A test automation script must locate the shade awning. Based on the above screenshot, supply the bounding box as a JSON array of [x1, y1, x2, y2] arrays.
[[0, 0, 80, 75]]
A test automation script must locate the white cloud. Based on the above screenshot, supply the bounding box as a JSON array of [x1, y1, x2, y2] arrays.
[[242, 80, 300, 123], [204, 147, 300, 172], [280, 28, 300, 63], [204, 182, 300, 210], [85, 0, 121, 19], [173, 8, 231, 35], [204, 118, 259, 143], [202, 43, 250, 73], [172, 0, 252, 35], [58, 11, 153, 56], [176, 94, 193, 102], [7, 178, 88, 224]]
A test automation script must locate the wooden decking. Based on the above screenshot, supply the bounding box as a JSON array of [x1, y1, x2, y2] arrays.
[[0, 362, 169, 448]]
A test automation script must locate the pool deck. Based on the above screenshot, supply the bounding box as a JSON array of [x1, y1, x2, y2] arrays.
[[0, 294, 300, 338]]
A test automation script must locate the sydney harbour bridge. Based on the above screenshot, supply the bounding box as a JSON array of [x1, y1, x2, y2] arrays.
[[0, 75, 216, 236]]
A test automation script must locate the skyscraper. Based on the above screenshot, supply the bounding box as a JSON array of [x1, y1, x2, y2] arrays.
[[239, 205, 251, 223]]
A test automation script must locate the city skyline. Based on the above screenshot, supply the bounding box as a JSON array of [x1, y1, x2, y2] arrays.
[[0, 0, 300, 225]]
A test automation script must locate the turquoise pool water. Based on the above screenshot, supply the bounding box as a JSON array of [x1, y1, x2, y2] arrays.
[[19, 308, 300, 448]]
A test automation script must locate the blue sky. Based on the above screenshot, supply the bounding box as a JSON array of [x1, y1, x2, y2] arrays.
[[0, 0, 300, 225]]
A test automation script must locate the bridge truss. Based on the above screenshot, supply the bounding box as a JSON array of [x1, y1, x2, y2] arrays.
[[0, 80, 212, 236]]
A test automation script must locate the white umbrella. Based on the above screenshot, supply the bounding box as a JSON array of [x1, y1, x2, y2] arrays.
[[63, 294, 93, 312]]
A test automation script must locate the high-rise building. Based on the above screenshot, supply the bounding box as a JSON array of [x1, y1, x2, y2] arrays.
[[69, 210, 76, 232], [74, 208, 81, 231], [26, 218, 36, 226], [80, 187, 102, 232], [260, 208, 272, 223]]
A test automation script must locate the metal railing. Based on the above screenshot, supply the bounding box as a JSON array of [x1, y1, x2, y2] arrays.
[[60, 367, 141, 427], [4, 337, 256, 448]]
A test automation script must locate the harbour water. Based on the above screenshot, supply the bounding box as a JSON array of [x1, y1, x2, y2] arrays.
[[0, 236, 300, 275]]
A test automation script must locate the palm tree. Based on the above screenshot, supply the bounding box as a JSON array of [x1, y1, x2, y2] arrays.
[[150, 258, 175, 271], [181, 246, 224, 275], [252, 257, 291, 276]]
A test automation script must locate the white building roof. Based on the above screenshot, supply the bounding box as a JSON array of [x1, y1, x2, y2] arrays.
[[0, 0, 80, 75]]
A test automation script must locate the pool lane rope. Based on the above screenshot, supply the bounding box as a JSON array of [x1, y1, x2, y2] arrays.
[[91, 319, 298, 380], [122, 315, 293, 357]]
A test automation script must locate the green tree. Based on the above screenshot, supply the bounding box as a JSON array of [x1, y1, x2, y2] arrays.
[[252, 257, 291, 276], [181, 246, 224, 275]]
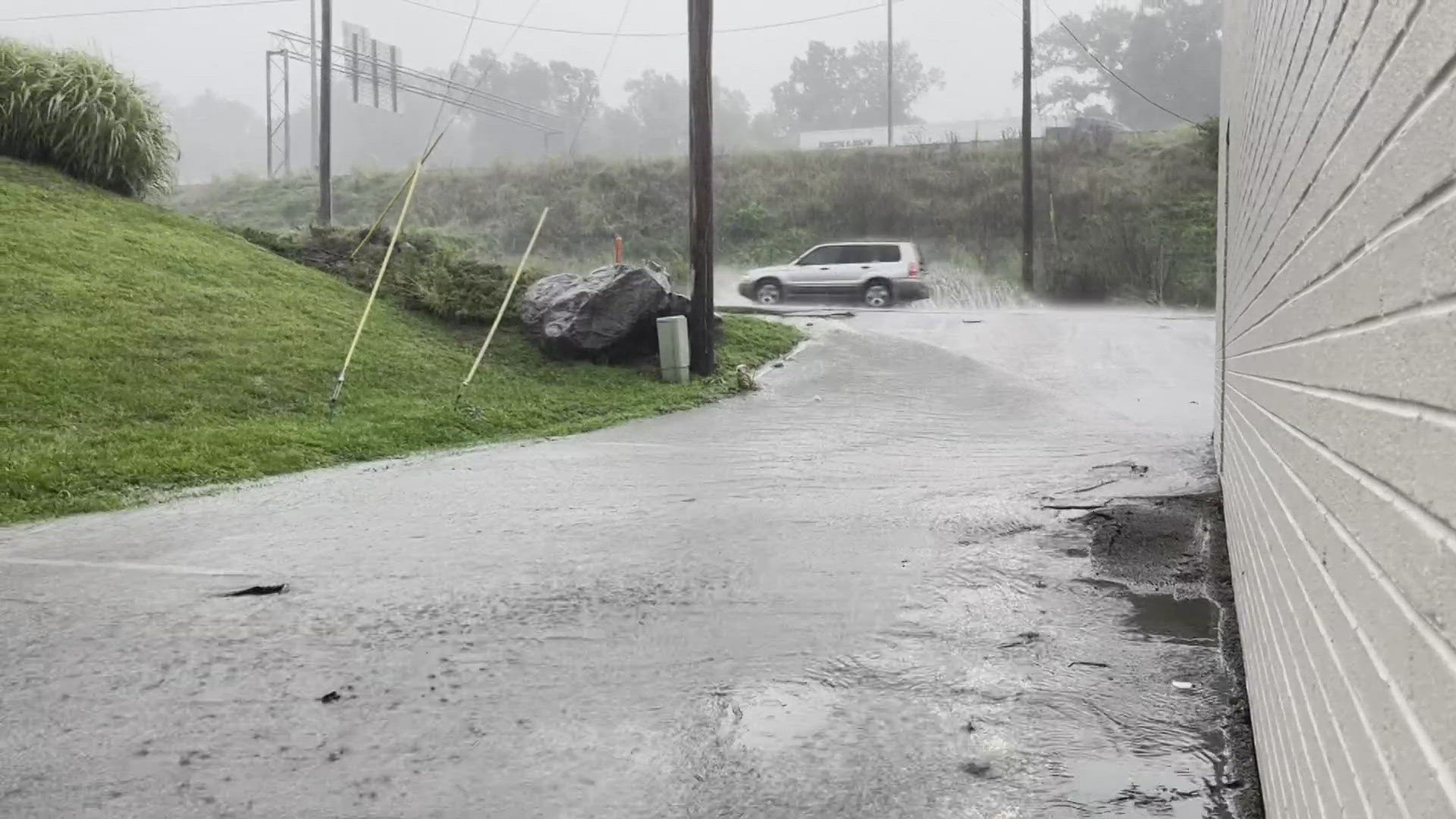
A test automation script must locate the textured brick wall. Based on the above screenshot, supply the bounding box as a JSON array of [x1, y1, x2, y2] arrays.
[[1219, 0, 1456, 819]]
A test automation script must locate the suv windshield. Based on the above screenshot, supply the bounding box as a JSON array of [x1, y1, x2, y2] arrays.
[[798, 245, 849, 265]]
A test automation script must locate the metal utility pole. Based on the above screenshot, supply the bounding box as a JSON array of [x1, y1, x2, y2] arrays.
[[687, 0, 718, 376], [1021, 0, 1037, 291], [318, 0, 334, 228], [885, 0, 896, 147]]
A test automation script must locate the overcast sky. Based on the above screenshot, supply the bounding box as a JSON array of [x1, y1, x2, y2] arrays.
[[0, 0, 1136, 121]]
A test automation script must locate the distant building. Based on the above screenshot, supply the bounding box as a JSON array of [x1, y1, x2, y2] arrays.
[[799, 117, 1133, 150], [799, 117, 1070, 150]]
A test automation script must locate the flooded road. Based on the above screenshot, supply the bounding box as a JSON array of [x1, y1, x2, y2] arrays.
[[0, 310, 1228, 819]]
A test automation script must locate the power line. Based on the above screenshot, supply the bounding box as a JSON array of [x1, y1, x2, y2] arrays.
[[0, 0, 299, 24], [566, 0, 632, 156], [400, 0, 905, 38], [429, 0, 481, 140], [1044, 0, 1197, 125]]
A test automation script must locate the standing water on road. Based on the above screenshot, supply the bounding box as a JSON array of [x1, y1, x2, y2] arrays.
[[0, 310, 1252, 819]]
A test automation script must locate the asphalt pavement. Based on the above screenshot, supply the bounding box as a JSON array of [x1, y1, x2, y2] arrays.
[[0, 310, 1228, 819]]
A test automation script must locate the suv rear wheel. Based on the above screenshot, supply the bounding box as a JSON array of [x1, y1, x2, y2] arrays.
[[753, 278, 783, 305], [864, 278, 896, 307]]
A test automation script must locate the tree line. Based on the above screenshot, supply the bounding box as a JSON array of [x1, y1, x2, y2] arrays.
[[168, 0, 1222, 182]]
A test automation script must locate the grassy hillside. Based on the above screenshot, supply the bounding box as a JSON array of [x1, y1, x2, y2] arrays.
[[173, 128, 1217, 306], [0, 158, 798, 522]]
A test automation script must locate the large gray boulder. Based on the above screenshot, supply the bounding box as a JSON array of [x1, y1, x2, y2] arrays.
[[521, 265, 682, 359]]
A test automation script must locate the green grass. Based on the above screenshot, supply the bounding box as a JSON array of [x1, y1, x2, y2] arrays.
[[0, 38, 176, 196], [0, 160, 799, 523]]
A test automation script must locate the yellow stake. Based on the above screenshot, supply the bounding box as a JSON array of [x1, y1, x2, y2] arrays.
[[456, 209, 551, 402], [329, 158, 424, 417]]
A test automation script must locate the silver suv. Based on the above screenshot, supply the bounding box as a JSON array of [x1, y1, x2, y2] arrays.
[[738, 242, 930, 307]]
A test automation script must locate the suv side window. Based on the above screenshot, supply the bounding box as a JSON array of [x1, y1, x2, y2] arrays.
[[798, 245, 847, 267], [839, 245, 875, 264]]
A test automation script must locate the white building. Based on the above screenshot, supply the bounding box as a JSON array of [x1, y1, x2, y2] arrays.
[[799, 117, 1062, 150]]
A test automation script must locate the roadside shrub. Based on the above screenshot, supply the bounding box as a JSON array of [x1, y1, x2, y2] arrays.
[[0, 39, 176, 196], [237, 228, 540, 322]]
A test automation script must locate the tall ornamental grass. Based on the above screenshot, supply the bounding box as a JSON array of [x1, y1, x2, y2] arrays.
[[0, 39, 176, 196]]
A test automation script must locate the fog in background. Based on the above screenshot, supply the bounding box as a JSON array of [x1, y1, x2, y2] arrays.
[[0, 0, 1216, 182]]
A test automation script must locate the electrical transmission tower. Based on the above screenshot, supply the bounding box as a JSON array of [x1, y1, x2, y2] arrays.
[[266, 51, 293, 179]]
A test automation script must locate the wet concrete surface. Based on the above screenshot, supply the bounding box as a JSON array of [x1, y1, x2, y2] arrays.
[[0, 304, 1230, 819]]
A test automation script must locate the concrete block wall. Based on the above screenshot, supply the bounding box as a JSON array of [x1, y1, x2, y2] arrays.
[[1217, 0, 1456, 819]]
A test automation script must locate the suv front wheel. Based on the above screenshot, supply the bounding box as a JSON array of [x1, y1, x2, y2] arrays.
[[864, 278, 896, 307], [753, 281, 783, 305]]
···
TASK PROMPT: Update the items from the line with "A test automation script must locate the yellow" up to and including the line with "[[738, 242, 930, 307]]". Replace "silver" with "gray", leave everything else unchanged, and return only those lines.

RESULT OF THIS TASK:
A test automation script must locate the yellow stake. Based on the above screenshot, supply the bounding box as a JSON array of [x1, y1, x2, y2] arrays.
[[456, 209, 551, 402], [329, 158, 424, 417]]
A test automation script must locate the gray suv. Based on the above screenshot, supply the bounding box as a JSON array of [x1, y1, x2, y2] arrays.
[[738, 242, 930, 307]]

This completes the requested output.